- [TEXTE ÉTUDIÉ]:
Cour administrative d'appel de Nantes, 3ème Chambre, du 19 juin 2003, 99NT02403

Texte intégral

RÉPUBLIQUE FRANCAISE
AU NOM DU PEUPLE FRANCAIS

Vu l'ordonnance n° 21-1354 du 1er septembre 1999 du président de la section du contentieux du Conseil d'Etat attribuant à la Cour administrative d'appel de Nantes le jugement de la requête de Mme Yvette X ;

Vu la requête sommaire et le mémoire ampliatif, enregistrés au greffe de la Cour administrative d'appel de Paris les 20 mai et 28 juillet 1999, présentés pour Mme Yvette X, demeurant ..., par Me Philippe BLONDEL, avocat au Conseil d'Etat et à la Cour de cassation ;

Mme X demande à la Cour :

1°) d'annuler le jugement n° 97-163 du 11 mars 1999 par lequel le Tribunal administratif d'Orléans a rejeté sa demande tendant à l'annulation de la décision du 26 août 1996 du président du conseil général du Cher lui refusant l'agrément en qualité d'assistante maternelle à titre permanent ainsi que de sa décision du 26 novembre 1996 rejetant son recours gracieux ;

C+ CNIJ n° 01-02-03-05

n° 35

2°) d'annuler lesdites décisions ;

3°) de condamner le département du Cher à lui verser la somme de 50 000 F au titre de l'article L.8-1 du code des tribunaux administratifs et des cours administratives d'appel ;

...............................................................................................................................

- [TRAVAIL DEMANDÉ]:
(1) Résumez l'extrait d'arrêt en deux phrases.
(2) Selon l'extrait d'arrêt, quelle somme Mme X demande-t-elle que le département du Cher soit condamné à lui verser ?

- [ENTRÉES PRÉSENTÉES]:
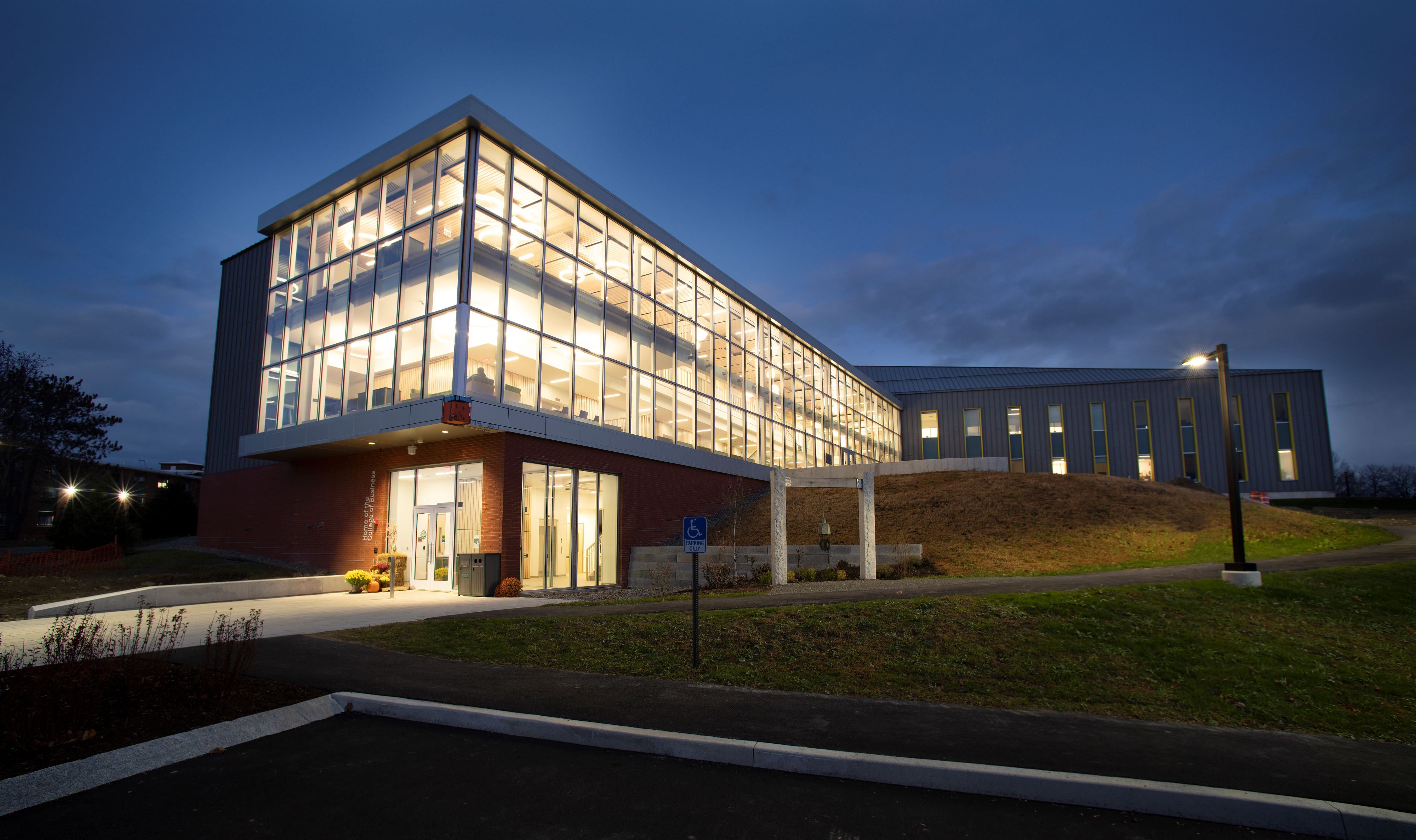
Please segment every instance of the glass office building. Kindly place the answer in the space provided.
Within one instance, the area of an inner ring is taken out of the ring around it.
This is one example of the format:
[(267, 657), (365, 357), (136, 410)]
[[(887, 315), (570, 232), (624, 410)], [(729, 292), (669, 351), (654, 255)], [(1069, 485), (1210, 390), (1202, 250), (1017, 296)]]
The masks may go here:
[[(358, 545), (316, 518), (269, 551), (396, 551), (415, 588), (497, 552), (527, 588), (622, 584), (630, 545), (725, 482), (901, 458), (889, 392), (473, 98), (258, 229), (222, 263), (212, 499), (229, 484), (269, 527), (323, 510), (310, 492), (360, 496)], [(204, 540), (262, 540), (224, 516)]]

- [RÉPONSES ATTENDUES]:
(1) Par une ordonnance du 1er septembre 1999, le président de la section du contentieux du Conseil d'État a attribué à la Cour administrative d'appel de Nantes le jugement de la requête de Mme Yvette X. Celle-ci demande l'annulation du jugement du 11 mars 1999 par lequel le Tribunal administratif d'Orléans a rejeté sa contestation du refus d'agrément en qualité d'assistante maternelle à titre permanent, l'annulation des décisions des 26 août et 26 novembre 1996 du président du conseil général du Cher, ainsi que la condamnation du département du Cher à lui verser 50 000 F.

(2) La somme de 50 000 F.